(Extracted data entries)
-- Opening Marker --
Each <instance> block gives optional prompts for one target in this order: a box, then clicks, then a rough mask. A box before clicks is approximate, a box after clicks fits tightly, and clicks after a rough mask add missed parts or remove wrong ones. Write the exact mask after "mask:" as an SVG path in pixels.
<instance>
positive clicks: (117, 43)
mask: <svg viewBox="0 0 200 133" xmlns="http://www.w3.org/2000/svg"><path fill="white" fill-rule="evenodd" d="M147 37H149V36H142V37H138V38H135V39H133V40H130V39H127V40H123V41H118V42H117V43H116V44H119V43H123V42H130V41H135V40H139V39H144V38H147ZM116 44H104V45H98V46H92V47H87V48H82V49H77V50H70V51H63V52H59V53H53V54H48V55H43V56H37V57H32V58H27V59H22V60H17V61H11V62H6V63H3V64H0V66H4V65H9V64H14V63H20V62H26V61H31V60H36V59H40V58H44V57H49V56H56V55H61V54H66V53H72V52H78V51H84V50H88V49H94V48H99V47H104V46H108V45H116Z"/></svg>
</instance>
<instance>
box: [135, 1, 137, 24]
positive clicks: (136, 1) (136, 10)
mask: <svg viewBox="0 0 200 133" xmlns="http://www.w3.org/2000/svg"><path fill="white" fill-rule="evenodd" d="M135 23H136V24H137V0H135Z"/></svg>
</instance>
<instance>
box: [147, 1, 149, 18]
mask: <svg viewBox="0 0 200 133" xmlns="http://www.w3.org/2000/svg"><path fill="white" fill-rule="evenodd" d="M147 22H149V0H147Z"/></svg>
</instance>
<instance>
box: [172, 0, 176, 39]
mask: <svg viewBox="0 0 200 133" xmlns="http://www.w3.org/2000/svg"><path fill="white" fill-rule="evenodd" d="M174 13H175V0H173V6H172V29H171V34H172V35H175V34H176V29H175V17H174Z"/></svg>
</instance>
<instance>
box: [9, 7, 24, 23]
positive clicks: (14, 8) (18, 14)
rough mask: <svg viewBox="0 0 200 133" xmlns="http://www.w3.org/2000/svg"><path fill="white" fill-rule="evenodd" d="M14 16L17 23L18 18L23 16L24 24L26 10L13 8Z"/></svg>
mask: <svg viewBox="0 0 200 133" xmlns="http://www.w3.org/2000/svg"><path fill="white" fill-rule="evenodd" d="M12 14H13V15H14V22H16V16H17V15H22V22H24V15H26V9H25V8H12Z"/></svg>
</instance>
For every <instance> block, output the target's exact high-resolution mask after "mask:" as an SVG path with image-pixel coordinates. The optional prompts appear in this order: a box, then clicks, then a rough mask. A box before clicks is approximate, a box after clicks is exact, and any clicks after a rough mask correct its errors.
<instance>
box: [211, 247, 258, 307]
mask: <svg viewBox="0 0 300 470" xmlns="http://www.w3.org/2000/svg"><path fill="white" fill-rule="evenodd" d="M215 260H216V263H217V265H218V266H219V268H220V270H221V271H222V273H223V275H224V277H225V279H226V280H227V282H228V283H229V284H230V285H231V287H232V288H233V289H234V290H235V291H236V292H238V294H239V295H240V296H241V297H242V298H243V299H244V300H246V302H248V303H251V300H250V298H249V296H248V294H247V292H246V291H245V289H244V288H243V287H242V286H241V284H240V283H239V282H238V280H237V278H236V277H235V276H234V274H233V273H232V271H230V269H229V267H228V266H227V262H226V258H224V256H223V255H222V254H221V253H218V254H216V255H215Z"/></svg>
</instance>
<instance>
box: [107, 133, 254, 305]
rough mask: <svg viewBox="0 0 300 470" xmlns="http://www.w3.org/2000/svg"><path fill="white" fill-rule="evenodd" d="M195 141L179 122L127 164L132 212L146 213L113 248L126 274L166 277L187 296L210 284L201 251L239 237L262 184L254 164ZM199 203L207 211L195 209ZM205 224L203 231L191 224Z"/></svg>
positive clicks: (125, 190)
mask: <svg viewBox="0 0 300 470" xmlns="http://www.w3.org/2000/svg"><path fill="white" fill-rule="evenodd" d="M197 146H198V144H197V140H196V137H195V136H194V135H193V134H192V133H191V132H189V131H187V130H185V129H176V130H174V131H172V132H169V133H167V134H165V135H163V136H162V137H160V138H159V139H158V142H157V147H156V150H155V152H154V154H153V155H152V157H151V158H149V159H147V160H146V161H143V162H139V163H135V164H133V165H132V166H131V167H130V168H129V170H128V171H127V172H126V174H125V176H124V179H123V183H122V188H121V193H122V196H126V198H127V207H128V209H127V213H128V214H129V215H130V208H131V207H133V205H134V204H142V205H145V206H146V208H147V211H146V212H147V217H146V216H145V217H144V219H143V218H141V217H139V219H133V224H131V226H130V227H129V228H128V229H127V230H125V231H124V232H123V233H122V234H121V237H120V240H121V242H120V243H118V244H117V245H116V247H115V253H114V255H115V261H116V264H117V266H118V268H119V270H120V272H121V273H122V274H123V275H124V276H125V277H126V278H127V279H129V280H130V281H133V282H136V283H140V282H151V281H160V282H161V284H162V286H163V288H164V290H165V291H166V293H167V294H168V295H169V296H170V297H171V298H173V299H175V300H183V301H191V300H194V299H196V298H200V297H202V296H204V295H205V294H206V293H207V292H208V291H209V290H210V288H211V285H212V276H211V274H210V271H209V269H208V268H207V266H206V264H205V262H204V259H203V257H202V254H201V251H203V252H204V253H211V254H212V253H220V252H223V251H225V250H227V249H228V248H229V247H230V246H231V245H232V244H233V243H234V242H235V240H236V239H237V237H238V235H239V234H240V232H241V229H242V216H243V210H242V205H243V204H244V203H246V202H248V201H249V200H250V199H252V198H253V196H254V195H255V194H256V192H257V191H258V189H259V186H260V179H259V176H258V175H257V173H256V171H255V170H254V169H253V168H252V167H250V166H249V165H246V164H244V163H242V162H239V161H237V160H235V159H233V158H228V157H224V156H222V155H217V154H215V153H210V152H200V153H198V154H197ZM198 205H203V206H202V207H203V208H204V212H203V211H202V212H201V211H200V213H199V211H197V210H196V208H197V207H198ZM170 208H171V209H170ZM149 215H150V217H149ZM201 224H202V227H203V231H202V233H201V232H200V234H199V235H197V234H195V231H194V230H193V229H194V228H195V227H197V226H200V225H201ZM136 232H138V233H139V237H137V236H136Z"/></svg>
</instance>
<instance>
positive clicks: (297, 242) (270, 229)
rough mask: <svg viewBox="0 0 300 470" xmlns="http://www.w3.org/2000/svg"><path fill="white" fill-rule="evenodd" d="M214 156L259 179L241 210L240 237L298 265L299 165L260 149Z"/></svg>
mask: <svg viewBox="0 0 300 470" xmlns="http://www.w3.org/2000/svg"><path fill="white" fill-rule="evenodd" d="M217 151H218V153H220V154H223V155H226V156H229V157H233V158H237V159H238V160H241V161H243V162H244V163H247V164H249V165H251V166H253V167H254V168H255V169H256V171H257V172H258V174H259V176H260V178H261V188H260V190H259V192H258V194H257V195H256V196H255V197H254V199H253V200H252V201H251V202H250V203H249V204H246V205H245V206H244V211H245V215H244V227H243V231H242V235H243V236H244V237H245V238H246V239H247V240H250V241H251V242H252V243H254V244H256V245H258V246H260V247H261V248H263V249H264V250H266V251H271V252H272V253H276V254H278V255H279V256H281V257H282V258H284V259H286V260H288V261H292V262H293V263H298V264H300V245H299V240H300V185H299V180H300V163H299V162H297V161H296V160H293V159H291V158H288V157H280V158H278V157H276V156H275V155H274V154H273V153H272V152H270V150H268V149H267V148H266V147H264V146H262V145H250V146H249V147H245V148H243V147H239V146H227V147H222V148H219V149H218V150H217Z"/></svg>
-- Closing Marker --
__WHAT IS EXPECTED__.
Quote the records word for word, starting at the beginning and ending with the line that contains "positive clicks: (117, 43)".

__COMPLETED EXERCISE__.
Each <instance> block gives optional prompts for one target in this order: a box, then clicks, then a rough mask. A box before clicks is approximate, a box after clicks fits tightly, and clicks after a rough mask add missed parts or remove wrong ones. Write the exact mask after "mask:" as an SVG path in pixels.
<instance>
positive clicks: (117, 43)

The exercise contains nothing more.